Document excerpt

Re: Undergrad stud interested in GSoC

Posted by Grant Ingersoll <gs...@apache.org>.
On Apr 4, 2008, at 5:21 AM, Samee Zahur wrote:
>
> For future reference, just one question: what kind of attachments do
> go through the mailing list here?


None, I think

Re: Undergrad stud interested in GSoC

Posted by Samee Zahur <sa...@gmail.com>.
Will do. As soon as I write up the unit tests I will submit it. So far
I was testing it by manually invoking it from the command line just to
avoid having to download JUnit :p

For future reference, just one question: what kind of attachments do
go through the mailing list here?


Samee

On 4/3/08, Grant Ingersoll <gs...@apache.org> wrote:
> Please post the code as a patch in JIRA.  See the Wiki "How to Contribute"
> section.

Goals
1/ Swap "attachments" for "file types" while rewriting the GSoC mailing-list thread, beginning at "Posted by Grant" and stopping after "Samee Zahur <sa...@gmail.com>.".
2/ Pick up the GSoC mailing-list thread after its final sentence and continue writing it.

Data provided
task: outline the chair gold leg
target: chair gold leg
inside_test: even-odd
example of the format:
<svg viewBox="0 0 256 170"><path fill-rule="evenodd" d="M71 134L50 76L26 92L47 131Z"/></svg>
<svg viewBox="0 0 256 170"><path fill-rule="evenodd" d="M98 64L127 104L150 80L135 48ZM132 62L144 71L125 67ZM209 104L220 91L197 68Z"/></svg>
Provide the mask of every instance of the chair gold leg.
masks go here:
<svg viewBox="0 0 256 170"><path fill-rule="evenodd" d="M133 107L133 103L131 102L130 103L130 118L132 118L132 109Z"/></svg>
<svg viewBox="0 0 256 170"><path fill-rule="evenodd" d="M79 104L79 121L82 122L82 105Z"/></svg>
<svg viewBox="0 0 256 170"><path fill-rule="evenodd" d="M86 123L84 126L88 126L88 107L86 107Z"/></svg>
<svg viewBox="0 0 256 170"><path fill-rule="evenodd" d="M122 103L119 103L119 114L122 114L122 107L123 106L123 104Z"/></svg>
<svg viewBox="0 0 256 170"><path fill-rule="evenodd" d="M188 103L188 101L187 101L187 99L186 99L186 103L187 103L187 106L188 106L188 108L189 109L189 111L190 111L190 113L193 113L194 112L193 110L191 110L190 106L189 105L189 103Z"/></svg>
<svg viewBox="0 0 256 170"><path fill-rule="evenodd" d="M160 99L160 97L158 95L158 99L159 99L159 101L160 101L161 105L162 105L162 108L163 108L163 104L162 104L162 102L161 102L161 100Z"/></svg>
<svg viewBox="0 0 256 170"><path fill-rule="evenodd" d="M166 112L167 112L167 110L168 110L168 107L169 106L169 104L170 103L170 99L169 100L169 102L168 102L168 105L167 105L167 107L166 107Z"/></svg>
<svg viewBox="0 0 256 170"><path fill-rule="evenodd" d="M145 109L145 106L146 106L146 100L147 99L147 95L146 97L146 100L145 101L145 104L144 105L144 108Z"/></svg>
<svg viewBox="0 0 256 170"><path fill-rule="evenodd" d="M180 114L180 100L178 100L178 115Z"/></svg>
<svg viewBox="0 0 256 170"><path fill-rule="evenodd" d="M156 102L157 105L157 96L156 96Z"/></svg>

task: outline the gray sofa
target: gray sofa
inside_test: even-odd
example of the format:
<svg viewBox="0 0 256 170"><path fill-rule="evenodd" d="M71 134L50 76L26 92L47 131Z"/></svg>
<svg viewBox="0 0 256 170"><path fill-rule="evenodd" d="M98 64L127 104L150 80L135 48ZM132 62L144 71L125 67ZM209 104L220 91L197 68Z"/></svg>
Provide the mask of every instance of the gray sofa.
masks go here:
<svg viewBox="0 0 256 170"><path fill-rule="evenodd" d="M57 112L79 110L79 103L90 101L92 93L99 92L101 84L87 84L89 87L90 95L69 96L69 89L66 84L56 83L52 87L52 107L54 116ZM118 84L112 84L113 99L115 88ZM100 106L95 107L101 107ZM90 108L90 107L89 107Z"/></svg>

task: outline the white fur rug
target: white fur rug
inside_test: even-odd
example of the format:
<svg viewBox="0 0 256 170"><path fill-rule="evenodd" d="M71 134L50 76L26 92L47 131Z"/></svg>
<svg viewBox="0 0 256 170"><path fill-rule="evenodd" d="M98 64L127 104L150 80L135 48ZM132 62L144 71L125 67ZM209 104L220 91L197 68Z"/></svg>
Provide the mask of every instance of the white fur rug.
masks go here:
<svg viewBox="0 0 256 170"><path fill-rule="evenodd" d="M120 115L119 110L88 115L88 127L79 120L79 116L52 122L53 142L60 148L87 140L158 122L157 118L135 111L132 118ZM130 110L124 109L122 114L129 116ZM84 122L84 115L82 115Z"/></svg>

---

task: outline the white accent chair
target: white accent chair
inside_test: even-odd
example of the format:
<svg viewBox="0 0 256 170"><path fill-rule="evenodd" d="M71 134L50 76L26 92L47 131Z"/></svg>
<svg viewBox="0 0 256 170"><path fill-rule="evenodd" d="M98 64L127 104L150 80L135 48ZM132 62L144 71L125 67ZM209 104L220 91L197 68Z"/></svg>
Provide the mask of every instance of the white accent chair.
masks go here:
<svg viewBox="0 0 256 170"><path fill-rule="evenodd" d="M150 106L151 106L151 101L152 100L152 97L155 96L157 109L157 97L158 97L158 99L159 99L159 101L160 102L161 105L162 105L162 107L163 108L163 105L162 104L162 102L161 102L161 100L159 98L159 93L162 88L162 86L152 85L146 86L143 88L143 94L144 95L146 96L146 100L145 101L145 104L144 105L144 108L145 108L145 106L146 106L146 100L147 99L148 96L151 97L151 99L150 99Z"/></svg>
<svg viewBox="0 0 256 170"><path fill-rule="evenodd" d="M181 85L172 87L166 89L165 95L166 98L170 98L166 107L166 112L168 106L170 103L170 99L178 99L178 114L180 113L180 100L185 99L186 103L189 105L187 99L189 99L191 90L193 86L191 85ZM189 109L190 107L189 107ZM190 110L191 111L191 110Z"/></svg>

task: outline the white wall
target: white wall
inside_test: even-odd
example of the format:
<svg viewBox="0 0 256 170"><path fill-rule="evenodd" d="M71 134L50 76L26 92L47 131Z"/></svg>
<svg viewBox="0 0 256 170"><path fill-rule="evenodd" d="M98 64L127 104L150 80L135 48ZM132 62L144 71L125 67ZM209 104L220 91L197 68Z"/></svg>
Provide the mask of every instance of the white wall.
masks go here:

Task answers
1/
Posted by Grant Ingersoll <gs...@apache.org>.
On Apr 4, 2008, at 5:21 AM, Samee Zahur wrote:
>
> For future reference, just one question: what kind of file types do
> go through the mailing list here?


None, I think

Re: Undergrad stud interested in GSoC

Posted by Samee Zahur <sa...@gmail.com>.

2/
>
>  -Grant
>
>

Re: Undergrad stud interested in GSoC

Posted by Grant Ingersoll <gs...@apache.org>.
Please post the code as a patch in JIRA.  See the Wiki "How to  
Contribute" section.

-Grant

On Apr 3, 2008, at 1:19 AM, Samee Zahur wrote:

> Please rename the attachment to LWLR.tar.gz for openning. Couldn't get
> it mailed otherwise.



Re: Undergrad stud interested in GSoC

Posted by Samee Zahur <sa...@gmail.com>.
Please rename the attachment to LWLR.tar.gz for openning. Couldn't get
it mailed otherwise.